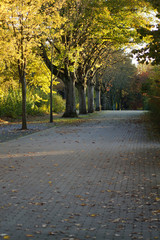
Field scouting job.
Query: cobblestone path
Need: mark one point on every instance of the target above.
(98, 180)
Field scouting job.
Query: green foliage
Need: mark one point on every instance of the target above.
(37, 103)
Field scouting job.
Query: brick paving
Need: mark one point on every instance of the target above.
(98, 180)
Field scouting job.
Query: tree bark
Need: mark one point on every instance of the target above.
(90, 98)
(98, 97)
(103, 101)
(70, 110)
(24, 114)
(69, 82)
(82, 99)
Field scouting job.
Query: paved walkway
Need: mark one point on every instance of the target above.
(98, 180)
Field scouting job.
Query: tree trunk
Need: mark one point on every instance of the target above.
(98, 102)
(82, 99)
(90, 98)
(70, 110)
(24, 114)
(103, 101)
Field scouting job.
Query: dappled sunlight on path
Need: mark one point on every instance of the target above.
(97, 180)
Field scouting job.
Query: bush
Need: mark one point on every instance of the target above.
(37, 103)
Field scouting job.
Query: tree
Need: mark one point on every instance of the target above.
(19, 26)
(22, 26)
(151, 50)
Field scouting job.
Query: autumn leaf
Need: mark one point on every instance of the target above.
(6, 237)
(93, 215)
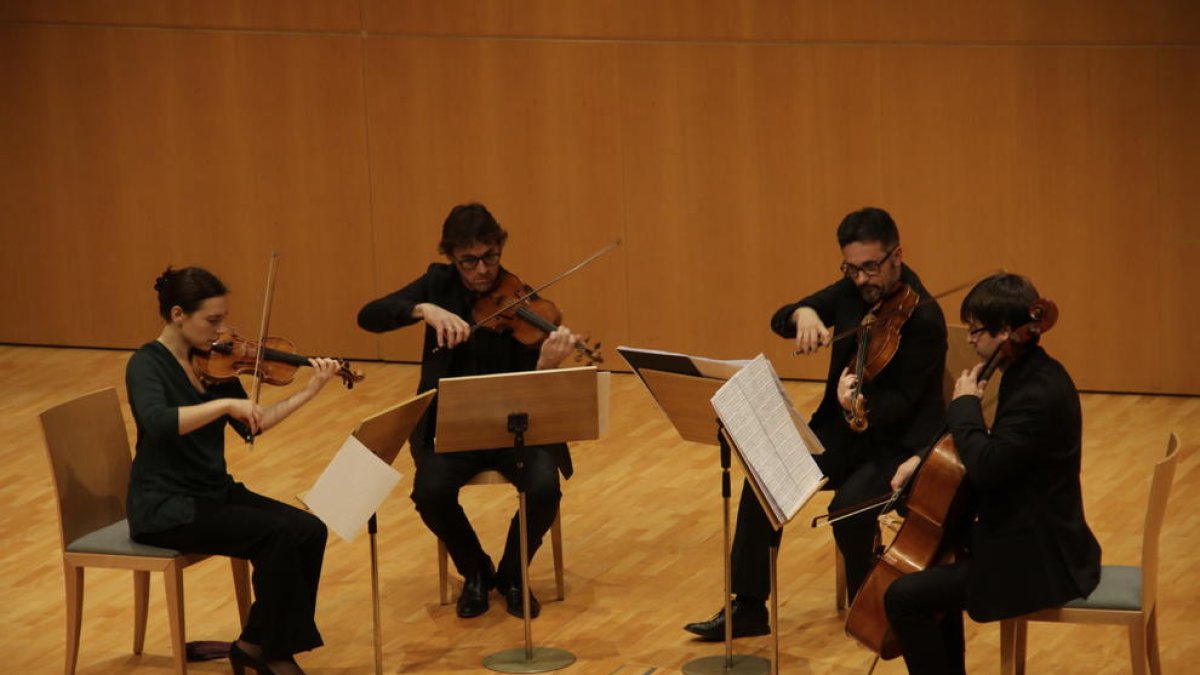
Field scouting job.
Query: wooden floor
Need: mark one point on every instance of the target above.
(642, 531)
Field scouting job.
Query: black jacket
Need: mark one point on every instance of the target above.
(1031, 547)
(485, 353)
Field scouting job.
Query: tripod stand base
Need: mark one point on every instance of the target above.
(543, 661)
(742, 664)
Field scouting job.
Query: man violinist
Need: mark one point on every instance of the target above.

....

# Instructions to follow:
Find every line above that contains the word "path" and copy each one out in full.

# Completed task:
Query: cobblestone path
Query: dappled sunlight on path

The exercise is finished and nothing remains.